§ **Request**
Could you render the rows below as a Markdown table with the columns Number and Line, giving each line its own numbered row, skipping blank lines and leaving the pictures out?

====================

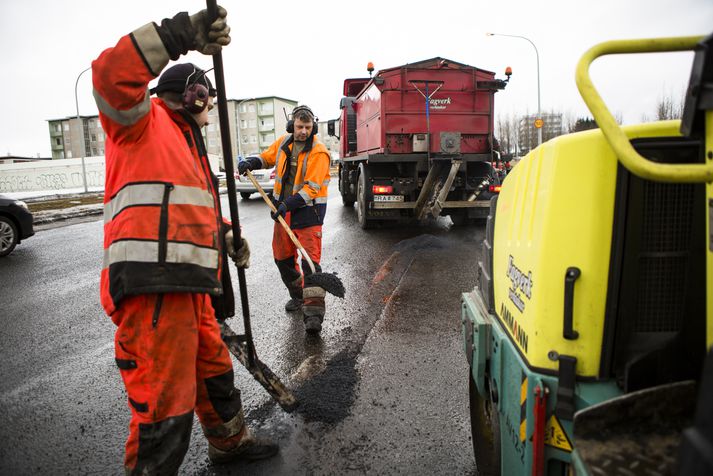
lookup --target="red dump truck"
[328,58,511,228]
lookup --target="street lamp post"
[485,33,542,145]
[74,66,92,193]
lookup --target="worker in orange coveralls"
[238,105,330,335]
[92,8,278,474]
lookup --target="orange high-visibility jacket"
[260,134,329,229]
[92,23,223,314]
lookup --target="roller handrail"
[575,36,713,183]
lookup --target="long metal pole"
[206,0,257,367]
[74,66,92,193]
[486,33,542,145]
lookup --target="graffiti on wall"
[0,168,104,193]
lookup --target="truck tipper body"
[329,58,509,228]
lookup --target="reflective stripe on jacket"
[92,24,223,314]
[260,134,329,229]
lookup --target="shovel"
[245,170,344,298]
[207,0,298,412]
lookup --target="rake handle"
[245,170,316,273]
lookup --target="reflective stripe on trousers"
[112,293,243,474]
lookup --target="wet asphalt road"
[0,187,483,475]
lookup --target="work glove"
[267,194,280,208]
[270,202,287,221]
[238,157,262,175]
[225,230,250,268]
[190,5,230,56]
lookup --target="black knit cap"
[149,63,218,97]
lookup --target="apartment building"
[204,96,297,165]
[47,116,106,159]
[517,112,563,155]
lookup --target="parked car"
[0,194,35,258]
[235,157,275,200]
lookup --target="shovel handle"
[245,170,315,273]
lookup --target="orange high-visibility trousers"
[272,212,325,318]
[111,293,245,474]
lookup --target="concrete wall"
[0,155,218,193]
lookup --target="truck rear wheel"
[468,369,500,476]
[357,164,373,230]
[339,165,355,208]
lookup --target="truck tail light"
[371,185,394,195]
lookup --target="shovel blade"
[220,323,299,413]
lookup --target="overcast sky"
[0,0,713,157]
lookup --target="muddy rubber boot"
[208,430,279,464]
[304,316,322,335]
[285,277,304,312]
[285,298,304,312]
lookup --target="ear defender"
[286,106,318,139]
[183,68,209,114]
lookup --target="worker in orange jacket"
[238,106,330,334]
[92,8,277,474]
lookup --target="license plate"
[374,195,404,202]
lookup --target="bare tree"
[655,89,684,121]
[497,113,517,154]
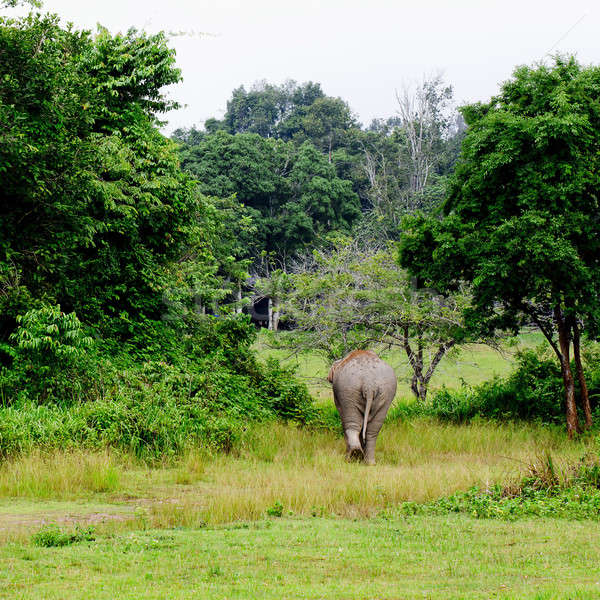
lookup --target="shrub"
[0,305,93,402]
[31,525,95,548]
[426,350,600,423]
[0,316,316,460]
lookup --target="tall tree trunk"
[235,281,242,315]
[272,298,279,331]
[554,305,581,438]
[573,319,592,429]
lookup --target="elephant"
[327,350,397,465]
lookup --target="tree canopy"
[181,131,360,262]
[400,57,600,435]
[0,15,201,336]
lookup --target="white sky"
[3,0,600,132]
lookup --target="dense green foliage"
[424,350,600,423]
[0,16,201,338]
[176,131,360,260]
[0,15,318,459]
[401,453,600,521]
[0,316,317,459]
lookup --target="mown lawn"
[0,515,600,600]
[255,330,545,402]
[0,336,600,600]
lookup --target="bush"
[0,316,316,460]
[31,525,96,548]
[426,350,600,423]
[0,305,93,402]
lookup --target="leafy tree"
[176,131,360,264]
[0,15,201,335]
[282,238,469,400]
[400,57,600,436]
[211,80,324,140]
[297,96,358,162]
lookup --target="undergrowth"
[400,453,600,520]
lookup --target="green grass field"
[0,515,600,600]
[0,336,600,600]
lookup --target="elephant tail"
[362,390,375,442]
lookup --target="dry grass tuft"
[0,450,122,499]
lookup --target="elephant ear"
[327,361,337,383]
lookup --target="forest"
[0,2,600,598]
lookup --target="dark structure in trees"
[400,57,600,436]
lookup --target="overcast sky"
[4,0,600,132]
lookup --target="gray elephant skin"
[327,350,397,465]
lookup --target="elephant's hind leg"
[344,429,364,462]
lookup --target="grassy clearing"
[0,419,594,539]
[0,515,600,600]
[256,330,544,401]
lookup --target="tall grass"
[0,418,593,526]
[0,451,123,499]
[146,419,590,525]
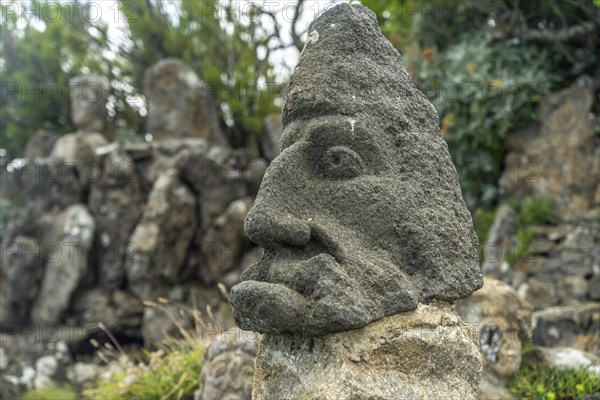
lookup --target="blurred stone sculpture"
[70,75,108,132]
[144,58,226,145]
[231,5,482,336]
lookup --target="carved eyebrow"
[280,114,353,151]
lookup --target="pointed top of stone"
[283,4,438,134]
[231,4,482,336]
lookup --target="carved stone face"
[231,5,481,335]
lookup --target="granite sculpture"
[231,5,482,336]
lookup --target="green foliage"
[83,340,204,400]
[519,197,559,226]
[406,33,558,208]
[22,387,77,400]
[508,365,600,400]
[506,228,535,264]
[363,0,600,211]
[506,196,559,264]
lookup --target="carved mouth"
[242,248,343,296]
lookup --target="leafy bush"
[0,196,14,240]
[508,365,600,400]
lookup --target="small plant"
[83,302,204,400]
[508,365,600,400]
[473,207,497,263]
[22,387,77,400]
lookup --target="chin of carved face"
[231,239,417,335]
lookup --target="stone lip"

====================

§ **Completed task**
| Number | Line |
|---|---|
| 1 | lookup --target="red dump truck" |
| 2 | [328,58,511,228] |
| 3 | lookup --target="street lamp post" |
| 4 | [485,33,542,145] |
| 5 | [74,66,92,193] |
| 6 | lookup --target="worker in orange coveralls" |
| 7 | [238,105,330,335] |
| 8 | [92,8,278,474] |
| 9 | lookup --target="orange high-visibility jacket" |
| 10 | [260,134,329,229] |
| 11 | [92,23,223,314] |
| 12 | lookup --target="roller handrail" |
| 13 | [575,36,713,183] |
| 14 | lookup --target="long metal pole" |
| 15 | [206,0,257,367] |
| 16 | [74,66,92,193] |
| 17 | [486,33,542,145] |
| 18 | lookup --target="graffiti on wall" |
| 19 | [0,168,104,193] |
| 20 | lookup --target="truck tipper body" |
| 21 | [329,58,509,228] |
| 22 | lookup --target="reflective stripe on jacket" |
| 23 | [92,24,223,314] |
| 24 | [260,134,329,229] |
| 25 | lookup --target="shovel" |
| 26 | [245,170,344,298] |
| 27 | [207,0,298,412] |
| 28 | lookup --target="rake handle" |
| 29 | [245,170,316,273] |
| 30 | lookup --target="reflective stripe on trousers" |
| 31 | [112,293,243,474] |
| 32 | lookup --target="wet asphalt road" |
| 33 | [0,187,483,475] |
| 34 | lookup --target="work glove" |
| 35 | [267,194,280,208] |
| 36 | [270,202,287,221] |
| 37 | [238,157,262,175] |
| 38 | [225,230,250,268] |
| 39 | [190,5,230,56] |
| 40 | lookup --target="black knit cap" |
| 41 | [149,63,218,97] |
| 42 | lookup --target="apartment building" |
| 43 | [204,96,297,165] |
| 44 | [47,116,106,159] |
| 45 | [517,112,563,155] |
| 46 | lookup --target="parked car" |
| 47 | [0,194,35,258] |
| 48 | [235,157,275,200] |
| 49 | lookup --target="shovel handle" |
| 50 | [245,170,315,273] |
| 51 | lookup --target="orange high-visibility trousers" |
| 52 | [272,212,325,318] |
| 53 | [111,293,245,474] |
| 54 | lookup --target="concrete wall" |
| 55 | [0,155,218,193] |
| 56 | lookup --target="truck rear wheel" |
| 57 | [468,369,500,476] |
| 58 | [357,164,373,230] |
| 59 | [339,165,355,208] |
| 60 | lookup --target="truck tail light" |
| 61 | [371,185,394,195] |
| 62 | lookup --target="shovel blade" |
| 63 | [220,323,299,413] |
| 64 | lookup --target="overcast sky" |
| 65 | [0,0,713,157] |
| 66 | lookup --target="muddy rubber boot" |
| 67 | [208,430,279,464] |
| 68 | [304,316,322,335] |
| 69 | [285,277,304,312] |
| 70 | [285,298,304,312] |
| 71 | lookup --target="ear defender" |
| 72 | [286,106,318,139] |
| 73 | [183,68,209,114] |
| 74 | lookup --target="worker in orange jacket" |
| 75 | [238,106,330,334] |
| 76 | [92,8,277,474] |
| 77 | lookup --target="license plate" |
| 78 | [374,195,404,202] |
| 79 | lookup --target="bare tree" |
| 80 | [655,89,684,121] |
| 81 | [497,113,517,154] |
| 82 | lookup --target="shrub" |
| 83 | [0,305,93,402] |
| 84 | [31,525,95,548] |
| 85 | [426,350,600,423] |
| 86 | [0,316,316,460] |
| 87 | lookup --target="tall tree trunk" |
| 88 | [235,281,242,315] |
| 89 | [272,298,279,331] |
| 90 | [554,305,581,438] |
| 91 | [573,319,592,429] |
| 92 | lookup --target="elephant" |
| 93 | [327,350,397,465] |
| 94 | lookup --target="tree canopy" |
| 95 | [181,131,360,262] |
| 96 | [400,57,600,435] |
| 97 | [0,15,201,336] |
| 98 | lookup --target="white sky" |
| 99 | [3,0,600,132] |
| 100 | lookup --target="dense green foliage" |
| 101 | [424,350,600,423] |
| 102 | [0,16,201,338] |
| 103 | [176,131,360,260] |
| 104 | [0,15,318,459] |
| 105 | [401,453,600,521] |
| 106 | [0,316,317,459] |
| 107 | lookup --target="mown lawn" |
| 108 | [0,515,600,600] |
| 109 | [255,330,545,402] |
| 110 | [0,336,600,600] |
| 111 | lookup --target="bush" |
| 112 | [0,316,316,460] |
| 113 | [31,525,96,548] |
| 114 | [426,350,600,423] |
| 115 | [0,305,93,402] |
| 116 | lookup --target="leafy tree" |
| 117 | [176,131,360,264] |
| 118 | [0,15,201,335] |
| 119 | [282,238,469,400] |
| 120 | [400,57,600,436] |
| 121 | [211,80,324,140] |
| 122 | [297,96,358,162] |
| 123 | lookup --target="undergrowth" |
| 124 | [400,453,600,520] |
| 125 | lookup --target="green grass field" |
| 126 | [0,515,600,600] |
| 127 | [0,336,600,600] |
| 128 | lookup --target="elephant tail" |
| 129 | [362,390,375,442] |
| 130 | lookup --target="dry grass tuft" |
| 131 | [0,450,122,499] |
| 132 | lookup --target="elephant ear" |
| 133 | [327,361,337,383] |
| 134 | lookup --target="forest" |
| 135 | [0,2,600,598] |
| 136 | lookup --target="dark structure in trees" |
| 137 | [400,57,600,436] |
| 138 | lookup --target="overcast sky" |
| 139 | [4,0,600,132] |
| 140 | lookup --target="gray elephant skin" |
| 141 | [327,350,397,465] |
| 142 | lookup --target="elephant's hind leg" |
| 143 | [344,429,364,462] |
| 144 | lookup --target="grassy clearing" |
| 145 | [0,419,594,539] |
| 146 | [0,515,600,600] |
| 147 | [256,330,544,401] |
| 148 | lookup --target="tall grass" |
| 149 | [0,418,593,526] |
| 150 | [0,451,123,499] |
| 151 | [146,419,590,525] |
| 152 | lookup --target="blurred stone sculpture" |
| 153 | [70,75,108,132] |
| 154 | [144,58,226,145] |
| 155 | [231,5,482,336] |
| 156 | lookup --target="carved eyebrow" |
| 157 | [280,114,353,151] |
| 158 | lookup --target="pointed top of stone" |
| 159 | [283,4,438,134] |
| 160 | [231,4,482,336] |
| 161 | lookup --target="carved stone face" |
| 162 | [231,5,481,335] |
| 163 | lookup --target="granite sculpture" |
| 164 | [231,5,482,336] |
| 165 | lookup --target="green foliage" |
| 166 | [83,340,204,400] |
| 167 | [519,197,559,226] |
| 168 | [406,33,558,208] |
| 169 | [22,387,77,400] |
| 170 | [508,365,600,400] |
| 171 | [506,228,535,264] |
| 172 | [363,0,600,211] |
| 173 | [506,196,559,264] |
| 174 | lookup --target="carved mouth" |
| 175 | [242,248,343,296] |
| 176 | lookup --target="leafy bush" |
| 177 | [0,196,14,240] |
| 178 | [508,365,600,400] |
| 179 | lookup --target="small plant" |
| 180 | [83,302,204,400] |
| 181 | [508,365,600,400] |
| 182 | [473,207,497,263] |
| 183 | [22,387,77,400] |
| 184 | lookup --target="chin of carved face" |
| 185 | [231,239,417,335] |
| 186 | lookup --target="stone lip" |